EXERCISE BRIEF:
Looking at the listing below, retype exactly the lines starting at the one containing "Q: For the photo above, point to the sandy" and ending at the one containing "Q: For the photo above, point to the green", both included, and nothing else.

********************

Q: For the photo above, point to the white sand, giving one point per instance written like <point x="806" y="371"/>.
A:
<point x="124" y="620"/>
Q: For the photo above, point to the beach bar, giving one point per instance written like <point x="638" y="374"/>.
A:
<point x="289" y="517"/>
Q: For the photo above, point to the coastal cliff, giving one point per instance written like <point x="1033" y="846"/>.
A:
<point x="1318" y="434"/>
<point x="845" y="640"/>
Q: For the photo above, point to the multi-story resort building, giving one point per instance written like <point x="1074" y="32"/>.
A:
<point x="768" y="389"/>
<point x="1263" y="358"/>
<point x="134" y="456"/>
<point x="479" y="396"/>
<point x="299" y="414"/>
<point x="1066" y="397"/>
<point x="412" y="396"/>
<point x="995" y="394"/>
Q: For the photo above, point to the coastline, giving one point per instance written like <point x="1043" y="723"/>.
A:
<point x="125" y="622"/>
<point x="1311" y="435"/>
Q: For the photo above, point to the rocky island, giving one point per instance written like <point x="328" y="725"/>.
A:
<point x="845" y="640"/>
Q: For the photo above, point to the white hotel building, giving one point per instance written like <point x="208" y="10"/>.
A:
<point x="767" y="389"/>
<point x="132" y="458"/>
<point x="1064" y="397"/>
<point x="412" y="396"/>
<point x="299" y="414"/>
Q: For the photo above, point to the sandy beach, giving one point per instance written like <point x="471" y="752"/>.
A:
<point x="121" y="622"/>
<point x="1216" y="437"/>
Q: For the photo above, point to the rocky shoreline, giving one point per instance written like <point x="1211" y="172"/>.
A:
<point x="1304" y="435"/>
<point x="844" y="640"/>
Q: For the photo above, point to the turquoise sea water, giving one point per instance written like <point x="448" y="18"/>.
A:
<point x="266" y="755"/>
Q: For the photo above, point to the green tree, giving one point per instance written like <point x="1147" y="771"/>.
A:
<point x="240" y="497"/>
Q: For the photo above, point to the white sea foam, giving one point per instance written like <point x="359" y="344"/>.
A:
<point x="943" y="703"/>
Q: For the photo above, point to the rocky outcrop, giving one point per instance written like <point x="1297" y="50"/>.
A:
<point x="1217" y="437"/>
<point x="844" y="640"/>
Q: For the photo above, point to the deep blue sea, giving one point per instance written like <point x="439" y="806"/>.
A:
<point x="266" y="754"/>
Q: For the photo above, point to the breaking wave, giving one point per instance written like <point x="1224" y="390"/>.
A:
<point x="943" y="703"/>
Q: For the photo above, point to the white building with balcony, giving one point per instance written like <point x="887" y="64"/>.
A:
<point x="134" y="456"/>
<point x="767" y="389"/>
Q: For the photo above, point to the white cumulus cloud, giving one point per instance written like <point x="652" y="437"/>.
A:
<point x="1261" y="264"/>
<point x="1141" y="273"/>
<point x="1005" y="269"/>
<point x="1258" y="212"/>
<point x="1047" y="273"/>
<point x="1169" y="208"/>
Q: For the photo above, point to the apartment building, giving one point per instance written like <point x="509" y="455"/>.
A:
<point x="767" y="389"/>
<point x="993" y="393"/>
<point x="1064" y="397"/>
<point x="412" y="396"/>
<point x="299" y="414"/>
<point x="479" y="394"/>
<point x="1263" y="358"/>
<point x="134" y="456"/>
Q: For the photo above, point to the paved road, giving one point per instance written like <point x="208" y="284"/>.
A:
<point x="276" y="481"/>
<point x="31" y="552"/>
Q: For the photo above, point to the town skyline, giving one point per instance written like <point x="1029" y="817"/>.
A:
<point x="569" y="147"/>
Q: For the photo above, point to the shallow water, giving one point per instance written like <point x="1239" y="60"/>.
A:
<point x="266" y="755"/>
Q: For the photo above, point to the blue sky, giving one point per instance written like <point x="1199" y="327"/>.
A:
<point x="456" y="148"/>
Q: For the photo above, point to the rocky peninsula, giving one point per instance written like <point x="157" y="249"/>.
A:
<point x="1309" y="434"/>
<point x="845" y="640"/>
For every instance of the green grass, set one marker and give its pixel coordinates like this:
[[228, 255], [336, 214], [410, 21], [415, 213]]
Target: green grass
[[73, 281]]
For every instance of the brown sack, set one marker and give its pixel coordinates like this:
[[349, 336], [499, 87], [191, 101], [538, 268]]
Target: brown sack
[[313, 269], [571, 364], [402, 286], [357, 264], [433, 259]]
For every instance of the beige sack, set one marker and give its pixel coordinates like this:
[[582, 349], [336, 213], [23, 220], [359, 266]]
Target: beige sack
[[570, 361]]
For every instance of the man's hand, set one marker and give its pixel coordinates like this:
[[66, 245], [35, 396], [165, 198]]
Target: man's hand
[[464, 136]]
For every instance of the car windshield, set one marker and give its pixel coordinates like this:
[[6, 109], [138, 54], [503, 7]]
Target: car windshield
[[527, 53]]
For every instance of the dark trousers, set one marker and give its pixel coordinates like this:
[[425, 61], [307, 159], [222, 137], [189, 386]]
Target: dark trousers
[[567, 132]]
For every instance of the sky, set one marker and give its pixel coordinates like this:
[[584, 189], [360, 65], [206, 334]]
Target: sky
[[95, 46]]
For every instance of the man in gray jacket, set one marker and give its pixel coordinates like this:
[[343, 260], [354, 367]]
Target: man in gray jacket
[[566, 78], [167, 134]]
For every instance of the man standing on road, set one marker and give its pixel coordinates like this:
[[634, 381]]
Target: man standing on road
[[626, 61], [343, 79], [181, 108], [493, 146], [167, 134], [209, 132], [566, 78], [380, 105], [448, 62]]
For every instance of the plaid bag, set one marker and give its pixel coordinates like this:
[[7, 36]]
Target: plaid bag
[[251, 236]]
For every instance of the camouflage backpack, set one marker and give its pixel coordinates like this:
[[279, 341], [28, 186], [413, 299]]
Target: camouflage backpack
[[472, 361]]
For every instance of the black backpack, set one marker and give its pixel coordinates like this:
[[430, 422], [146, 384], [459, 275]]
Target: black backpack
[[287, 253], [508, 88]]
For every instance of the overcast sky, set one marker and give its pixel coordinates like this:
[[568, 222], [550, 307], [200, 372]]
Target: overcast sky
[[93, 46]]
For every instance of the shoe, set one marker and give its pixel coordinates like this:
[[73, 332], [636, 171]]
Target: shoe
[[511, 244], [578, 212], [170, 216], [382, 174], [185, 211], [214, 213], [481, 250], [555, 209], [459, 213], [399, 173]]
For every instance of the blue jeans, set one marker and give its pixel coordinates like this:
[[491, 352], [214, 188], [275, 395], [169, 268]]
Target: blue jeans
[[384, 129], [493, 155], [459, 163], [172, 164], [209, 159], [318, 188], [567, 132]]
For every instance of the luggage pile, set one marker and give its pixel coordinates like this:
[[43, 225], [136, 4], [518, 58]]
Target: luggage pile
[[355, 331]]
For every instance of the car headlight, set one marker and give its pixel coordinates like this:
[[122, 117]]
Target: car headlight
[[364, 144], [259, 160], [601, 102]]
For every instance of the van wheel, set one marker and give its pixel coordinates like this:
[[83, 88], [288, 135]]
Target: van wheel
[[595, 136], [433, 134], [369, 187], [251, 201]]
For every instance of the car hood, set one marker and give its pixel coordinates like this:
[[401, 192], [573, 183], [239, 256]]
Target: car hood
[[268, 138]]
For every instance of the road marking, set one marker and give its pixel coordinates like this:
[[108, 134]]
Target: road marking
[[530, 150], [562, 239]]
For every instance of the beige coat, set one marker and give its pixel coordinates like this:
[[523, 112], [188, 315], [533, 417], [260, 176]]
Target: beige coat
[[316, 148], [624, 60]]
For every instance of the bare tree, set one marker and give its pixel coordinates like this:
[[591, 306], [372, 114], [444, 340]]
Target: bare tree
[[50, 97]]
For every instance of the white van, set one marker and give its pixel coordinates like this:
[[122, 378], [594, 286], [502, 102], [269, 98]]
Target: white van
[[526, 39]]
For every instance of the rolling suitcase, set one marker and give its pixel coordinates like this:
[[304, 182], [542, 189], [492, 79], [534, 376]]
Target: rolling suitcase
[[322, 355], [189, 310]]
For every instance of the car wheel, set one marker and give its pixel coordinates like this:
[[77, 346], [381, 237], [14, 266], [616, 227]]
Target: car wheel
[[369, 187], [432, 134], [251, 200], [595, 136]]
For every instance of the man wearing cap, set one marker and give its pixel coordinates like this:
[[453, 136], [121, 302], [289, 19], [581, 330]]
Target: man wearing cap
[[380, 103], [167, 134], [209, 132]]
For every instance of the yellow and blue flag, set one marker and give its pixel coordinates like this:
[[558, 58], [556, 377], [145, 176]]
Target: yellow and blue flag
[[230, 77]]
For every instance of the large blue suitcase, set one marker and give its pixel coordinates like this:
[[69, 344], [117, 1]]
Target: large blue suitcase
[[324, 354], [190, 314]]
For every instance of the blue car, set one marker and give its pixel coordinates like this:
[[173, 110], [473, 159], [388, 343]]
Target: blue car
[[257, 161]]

********************

SOLUTION TO THE EXERCISE:
Q: For the photo above, point to the sandy beach, giving one point per instance written like <point x="471" y="752"/>.
A:
<point x="121" y="622"/>
<point x="1216" y="437"/>
Q: For the photo above, point to the rocky shoreline, giving one point per instance written like <point x="1211" y="172"/>.
A:
<point x="1304" y="435"/>
<point x="844" y="640"/>
Q: For the photo above, point to the turquoise sea water, giving one point per instance written like <point x="448" y="18"/>.
A:
<point x="266" y="755"/>
Q: For the photo above, point to the green tree, giving one point per instance written like <point x="1147" y="771"/>.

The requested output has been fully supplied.